▶ [EXERCISE INSTRUCTIONS]:
Rewrite the listing below with every "put a dot on" changed to "place a point on" and everything else left as it is. Leave the pictures out of your answer.

▶ [DATA FOR THIS EXERCISE]:

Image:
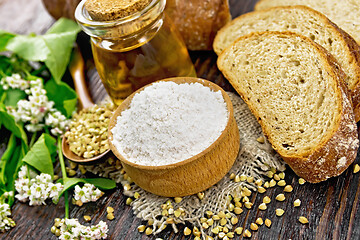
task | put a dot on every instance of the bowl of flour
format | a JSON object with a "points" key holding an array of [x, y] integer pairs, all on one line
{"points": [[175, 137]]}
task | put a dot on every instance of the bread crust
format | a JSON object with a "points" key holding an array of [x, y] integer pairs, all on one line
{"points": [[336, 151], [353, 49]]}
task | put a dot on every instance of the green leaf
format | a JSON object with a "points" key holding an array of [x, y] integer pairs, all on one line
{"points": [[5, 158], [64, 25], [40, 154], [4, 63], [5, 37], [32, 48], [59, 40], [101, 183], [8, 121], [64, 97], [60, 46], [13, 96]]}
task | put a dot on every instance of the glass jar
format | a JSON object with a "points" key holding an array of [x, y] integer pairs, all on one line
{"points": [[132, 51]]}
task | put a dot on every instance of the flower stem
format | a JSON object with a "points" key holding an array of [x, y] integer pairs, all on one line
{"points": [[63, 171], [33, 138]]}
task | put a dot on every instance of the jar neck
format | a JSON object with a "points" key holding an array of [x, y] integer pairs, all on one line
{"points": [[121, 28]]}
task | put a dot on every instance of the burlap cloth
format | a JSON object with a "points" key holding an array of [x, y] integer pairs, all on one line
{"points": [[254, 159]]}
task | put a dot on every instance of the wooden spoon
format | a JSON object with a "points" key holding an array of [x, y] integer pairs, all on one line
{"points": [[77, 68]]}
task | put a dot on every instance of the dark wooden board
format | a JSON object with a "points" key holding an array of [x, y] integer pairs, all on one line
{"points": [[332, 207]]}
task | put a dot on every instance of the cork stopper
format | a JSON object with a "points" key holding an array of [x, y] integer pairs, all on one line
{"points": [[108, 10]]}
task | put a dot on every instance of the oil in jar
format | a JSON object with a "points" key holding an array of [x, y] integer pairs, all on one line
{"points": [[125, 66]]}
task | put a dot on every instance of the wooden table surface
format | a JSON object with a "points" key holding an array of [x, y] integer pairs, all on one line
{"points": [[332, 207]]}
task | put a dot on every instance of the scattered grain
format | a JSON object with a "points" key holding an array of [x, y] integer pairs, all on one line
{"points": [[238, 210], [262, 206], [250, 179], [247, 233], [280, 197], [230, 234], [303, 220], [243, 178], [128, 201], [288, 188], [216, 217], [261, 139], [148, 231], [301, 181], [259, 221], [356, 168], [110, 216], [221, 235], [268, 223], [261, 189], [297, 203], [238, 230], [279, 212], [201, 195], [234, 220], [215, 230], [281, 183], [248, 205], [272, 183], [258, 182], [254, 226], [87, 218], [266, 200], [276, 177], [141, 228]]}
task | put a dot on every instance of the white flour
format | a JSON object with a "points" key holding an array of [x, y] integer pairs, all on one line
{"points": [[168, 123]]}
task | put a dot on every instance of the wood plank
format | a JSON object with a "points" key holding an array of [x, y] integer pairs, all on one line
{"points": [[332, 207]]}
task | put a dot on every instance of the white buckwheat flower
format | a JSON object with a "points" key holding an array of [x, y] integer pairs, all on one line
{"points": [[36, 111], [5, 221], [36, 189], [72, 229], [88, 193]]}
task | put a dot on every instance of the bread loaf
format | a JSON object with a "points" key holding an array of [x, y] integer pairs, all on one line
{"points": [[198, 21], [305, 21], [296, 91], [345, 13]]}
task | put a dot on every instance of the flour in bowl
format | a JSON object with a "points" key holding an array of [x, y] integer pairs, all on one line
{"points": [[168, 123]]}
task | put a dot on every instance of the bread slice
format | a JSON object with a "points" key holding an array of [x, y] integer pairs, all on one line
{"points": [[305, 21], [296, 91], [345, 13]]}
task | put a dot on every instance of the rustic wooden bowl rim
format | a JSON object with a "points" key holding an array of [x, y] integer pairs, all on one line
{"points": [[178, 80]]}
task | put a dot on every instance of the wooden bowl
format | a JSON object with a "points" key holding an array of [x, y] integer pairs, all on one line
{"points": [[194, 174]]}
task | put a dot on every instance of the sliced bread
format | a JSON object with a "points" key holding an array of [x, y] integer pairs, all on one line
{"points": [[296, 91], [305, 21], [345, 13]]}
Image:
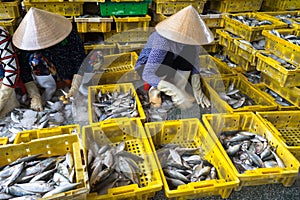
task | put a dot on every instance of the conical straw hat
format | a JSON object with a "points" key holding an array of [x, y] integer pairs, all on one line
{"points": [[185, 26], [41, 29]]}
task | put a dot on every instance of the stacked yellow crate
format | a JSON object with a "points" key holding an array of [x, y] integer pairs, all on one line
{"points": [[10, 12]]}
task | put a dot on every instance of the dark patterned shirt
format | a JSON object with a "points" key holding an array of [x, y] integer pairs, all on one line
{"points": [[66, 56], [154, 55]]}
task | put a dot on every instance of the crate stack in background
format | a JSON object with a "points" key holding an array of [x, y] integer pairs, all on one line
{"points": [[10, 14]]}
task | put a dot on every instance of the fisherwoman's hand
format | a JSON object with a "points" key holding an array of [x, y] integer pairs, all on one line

▶ [FINAL RESULT]:
Image:
task | place a point on every instance of the bowl of flour
format | a JSON object with a "points" key holding an array of [x, y] integer pairs, all on one line
{"points": [[175, 137]]}
task | place a point on every instance of the bread crust
format | a JSON object with a "points" key holding an array of [x, y] integer pairs, all on one line
{"points": [[336, 151], [353, 49]]}
task | place a point on every instance of the green leaf
format | a JSON object with a "points" key holding an array of [x, y] integer pairs, all on one line
{"points": [[5, 158], [64, 25], [40, 154], [4, 63], [5, 37], [32, 48], [59, 40], [101, 183], [8, 121], [64, 97], [60, 46], [13, 96]]}
task | place a point on every instance of the glass jar
format | a JSON object with a "points" key holding an array of [x, y] integer pairs, all on one line
{"points": [[132, 51]]}
task | place a point on every instance of the flower stem
format | a JSON object with a "points" key holding an array of [x, y] integer pairs, all on one line
{"points": [[63, 171], [33, 138]]}
task | place a point on every instance of the jar neck
format | a JSON object with a "points" key holding an array of [x, y] integer pairs, all on one line
{"points": [[121, 28]]}
task | place a point on every instance of the burlap cloth
format | a JSON object with a "points" key holding an array of [x, y] integer pairs, all on one line
{"points": [[254, 159]]}
task | place a point on every instance of the wooden spoon
format | a JSON object with a "points" key holding an array of [x, y] integer pairs, all on one line
{"points": [[77, 68]]}
task | place a point on every instance of the dark wooden board
format | a JSON object with a "points" key holding an array of [x, y] integer pairs, all on one line
{"points": [[332, 207]]}
task | place a point on every instance of the cork stopper
format | a JSON object with a "points" key holding an array of [x, y] integer pairs, all on one line
{"points": [[108, 10]]}
task | place a point on every instance of the oil in jar
format | a JSON object with a "points" key holding an array of [x, y] integer pairs, all on one line
{"points": [[125, 66]]}
task | place a point on every instance of the wooden table surface
format | a JSON object with a "points" key holding an array of [x, y] integer pairs, all on one line
{"points": [[332, 207]]}
task | place a point on every instance of the scattered grain
format | a JSON object with a "points" key holding an array of [x, y] integer pairs, all on one line
{"points": [[238, 210], [262, 206], [250, 179], [247, 233], [280, 197], [230, 234], [303, 220], [243, 178], [128, 201], [288, 188], [216, 217], [261, 139], [148, 231], [301, 181], [259, 221], [356, 168], [110, 216], [221, 235], [268, 223], [261, 189], [297, 203], [238, 230], [279, 212], [201, 195], [234, 220], [215, 230], [281, 183], [248, 205], [272, 183], [258, 182], [254, 226], [87, 218], [266, 200], [276, 177], [141, 228]]}
task | place a point on every instance of the white flour
format | a JSON object with a "points" key holding an array of [x, y] integer pairs, all on one line
{"points": [[168, 123]]}
task | place a point on every instance of the wood plank
format | a JSON object with a "points" key holding an array of [x, y] integer pairs, all on one line
{"points": [[332, 207]]}
task | place a point on every instance of the white buckwheat flower
format | a JSON object with a "points" key holding an array of [x, y] integer pairs, all on one line
{"points": [[36, 111], [5, 221], [36, 189], [72, 229], [88, 193]]}
task | place a point on every instance of the bread loaf
format | a JSON object with a "points" key holding an array of [x, y] integer pairs, all on one line
{"points": [[198, 21], [305, 21], [296, 91], [345, 13]]}
task | place a point on every instance of the flour in bowl
format | a JSON object with a "points" key holding an array of [x, y] integer pairs, all on one line
{"points": [[168, 123]]}
task | place a point on every instance of the bread slice
format | a JSON object with a "points" key holding an array of [x, y] integer pairs, all on one line
{"points": [[305, 21], [296, 91], [345, 13]]}
task | place a point on every instance of the rustic wooden bowl rim
format | a JSON object with a "points" key holding an array of [x, y] integer pairs, all on one line
{"points": [[178, 80]]}
task | place a point on every instance of the wooden bowl
format | a JSON object with a "points" key holding an array of [x, y] integer pairs, all on one line
{"points": [[194, 174]]}
task | place a point on every instance of the sliced bread
format | a JSON object with a "points" key holding an array of [x, y] integer pairs, all on one line
{"points": [[296, 91], [305, 21], [345, 13]]}
Image:
task | place a point on every instance of the conical straw hat
format | a JSON object with a "points" key holding an array of [x, y] integer pairs, all on one line
{"points": [[185, 26], [41, 29]]}
task | place a point on every instance of the stacked yellow crate
format | a JSON object with a "points" key holding an array of [x, y] integer pairs, all on one line
{"points": [[10, 12]]}
task | place a point on every instance of the dark patterned shirt
format | a JSON object with a "points" key holding an array of [x, y] integer pairs, all on one line
{"points": [[66, 56], [154, 55]]}
task | place a point on every instance of the crate stack in background
format | a JSON object with a "points" key holding an array of [x, y] integer pairs, all on one line
{"points": [[10, 14]]}
task | place a point on every instance of the fisherwoman's hand
format | a JSON object with a "points" key holding an array of [x, y] integer pairs, all on one line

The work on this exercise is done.